» **TRECHO DO TEXTO**
┄┄┄┄┄┄┄┄┄┄
EMPATIA DE TERCEIRO GRAU, COMUNICAÇÃO OU COMUNHÃO
A identidade é como a agulha de uma bússola.
É um signo de natureza indicial que aponta para duas direções opostas, ou para uma direção e dois sentidos opostos, a quem prefira.
O sul de tal bússola é o AQUI, o tópos do Eu profundo, absoluto. O norte, é, em princípio, o AÍ, o campo das aparências, da existência, das mutações.
Entanto, tal oposição diádica, AQUI—AÍ, é precária, caótica
O recém-nado a utiliza para começar a constituir seu mundo. A criança percebe sinais das coisas do entorno, é afetada por tais sinais (apercepção), e, então, entende: a bola dependurada por um fio acima do berço é — outra em relação a ela própria, a criança.
I.e., o recém-nado constitui as coisas do entorno com grandeza no espaço e no tempo, opondo-as a um eu-aqui primevo, incipiente.
Disso resulta uma alteridade precária bem descrita por Piaget.
A criança supõe, e.g., diz Piaget, que o cão do vizinho esteja a ladrar porque sua mãe saiu de casa e ela, a criança, se sente contristada.
Esse mundo dual, assentado sobre os dois tópoi mencionados, AQUI—AÍ, os quais se separam e reúnem, se reúnem e separam, incessantemente, perante à necessária unidade dos opostos explicada pela lógica; esse mundo dual e pré-cósmico, pré-lingüístico é, outrossim, pré-objetivo, pré-subjetivo.
O protobjeto, bem como a proto-subjetividade eclodem quando a criança, mediante o transporte empático da sua identidade, assume a posição histórica do falante e experimenta — o thauma de conhecer mediante comunicação, ou comunhão.
┄┄┄┄┄┄┄┄┄┄
» **REGISTROS FORNECIDOS**

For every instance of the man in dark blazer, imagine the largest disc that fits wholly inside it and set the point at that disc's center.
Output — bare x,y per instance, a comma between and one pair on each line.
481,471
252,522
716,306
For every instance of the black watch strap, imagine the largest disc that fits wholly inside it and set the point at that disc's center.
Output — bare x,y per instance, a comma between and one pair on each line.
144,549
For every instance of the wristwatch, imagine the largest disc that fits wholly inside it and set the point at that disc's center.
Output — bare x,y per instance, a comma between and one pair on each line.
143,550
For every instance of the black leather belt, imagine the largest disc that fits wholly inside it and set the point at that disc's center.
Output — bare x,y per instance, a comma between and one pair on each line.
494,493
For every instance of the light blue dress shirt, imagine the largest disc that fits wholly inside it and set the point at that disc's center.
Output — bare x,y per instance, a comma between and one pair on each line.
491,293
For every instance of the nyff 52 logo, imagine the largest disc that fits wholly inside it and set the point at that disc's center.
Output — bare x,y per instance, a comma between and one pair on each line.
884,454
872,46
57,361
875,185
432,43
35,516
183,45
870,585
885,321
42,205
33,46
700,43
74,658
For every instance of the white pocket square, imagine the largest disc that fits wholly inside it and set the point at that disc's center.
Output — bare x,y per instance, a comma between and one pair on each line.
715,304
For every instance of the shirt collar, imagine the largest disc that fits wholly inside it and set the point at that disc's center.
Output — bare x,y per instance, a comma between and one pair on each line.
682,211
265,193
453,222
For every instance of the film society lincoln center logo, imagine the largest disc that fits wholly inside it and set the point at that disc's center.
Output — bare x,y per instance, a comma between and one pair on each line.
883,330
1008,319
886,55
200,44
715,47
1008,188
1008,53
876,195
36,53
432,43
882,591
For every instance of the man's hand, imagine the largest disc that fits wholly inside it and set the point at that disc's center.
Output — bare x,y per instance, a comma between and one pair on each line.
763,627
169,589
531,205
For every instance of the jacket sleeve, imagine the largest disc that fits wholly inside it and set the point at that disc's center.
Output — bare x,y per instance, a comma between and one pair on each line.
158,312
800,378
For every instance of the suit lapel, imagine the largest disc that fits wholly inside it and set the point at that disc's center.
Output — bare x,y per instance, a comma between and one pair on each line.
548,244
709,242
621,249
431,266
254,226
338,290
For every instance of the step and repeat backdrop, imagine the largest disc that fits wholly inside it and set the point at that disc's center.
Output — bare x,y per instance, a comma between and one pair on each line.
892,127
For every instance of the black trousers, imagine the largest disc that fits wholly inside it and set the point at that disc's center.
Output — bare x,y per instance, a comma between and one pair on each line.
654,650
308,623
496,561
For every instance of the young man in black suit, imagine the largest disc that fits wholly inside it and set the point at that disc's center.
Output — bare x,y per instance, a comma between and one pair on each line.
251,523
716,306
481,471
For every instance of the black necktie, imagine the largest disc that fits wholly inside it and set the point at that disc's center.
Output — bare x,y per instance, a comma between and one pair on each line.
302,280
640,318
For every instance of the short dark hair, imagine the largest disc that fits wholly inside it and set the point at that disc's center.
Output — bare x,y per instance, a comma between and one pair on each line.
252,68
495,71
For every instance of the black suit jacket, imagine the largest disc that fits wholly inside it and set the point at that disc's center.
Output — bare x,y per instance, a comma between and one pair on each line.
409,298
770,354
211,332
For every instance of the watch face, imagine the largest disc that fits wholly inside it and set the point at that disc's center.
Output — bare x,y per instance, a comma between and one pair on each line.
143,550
┄┄┄┄┄┄┄┄┄┄
» **O QUE FAZER**
a – Devolva cada linha dos registros em que aparece a palavra "black".
b – Dê continuidade ao trecho sobre identidade e empatia, começando logo após a última frase apresentada.

» **RESPOSTAS FINAIS**
a –
For every instance of the black watch strap, imagine the largest disc that fits wholly inside it and set the point at that disc's center.
For every instance of the black leather belt, imagine the largest disc that fits wholly inside it and set the point at that disc's center.
For every instance of the black trousers, imagine the largest disc that fits wholly inside it and set the point at that disc's center.
For every instance of the young man in black suit, imagine the largest disc that fits wholly inside it and set the point at that disc's center.
For every instance of the black necktie, imagine the largest disc that fits wholly inside it and set the point at that disc's center.
For every instance of the black suit jacket, imagine the largest disc that fits wholly inside it and set the point at that disc's center.

b –
Rompendo a inescrutabilidade e relatividade da referência, a criança compreende como o falante relaciona as coisas em si e suas representações verbal e mental e, a partir daí, desvenda o Outro – em si mesmo.
I.e., vem a conhecer o Outro como algo, ou alguém sito PARA ALÉM de AÍ.
Tal epifania corresponde à descoberta do — transcendente externo, em oposição ao qual o transcendente interno, por seu turno, se define.
Temos, agora, três tópoi por onde se desenrola o drama de ser: o AQUI, lugar do Eu profundo; o AÍ, espaço-tempo onde se encontram as coisas mundanas, mutáveis, os fenômenos, os fantasmas sensíveis ou aparências; e o PARA ALÉM (de AÍ), onde reside o Outro.
Quando a identidade se posiciona no tópos do Outro, esse signo de natureza indicial, essa bússola mergulha em estado extático: uma manía (μανία), quiçá: ela passa a apontar para o sul em ambas as extremidades opostas a partir de seu eixo...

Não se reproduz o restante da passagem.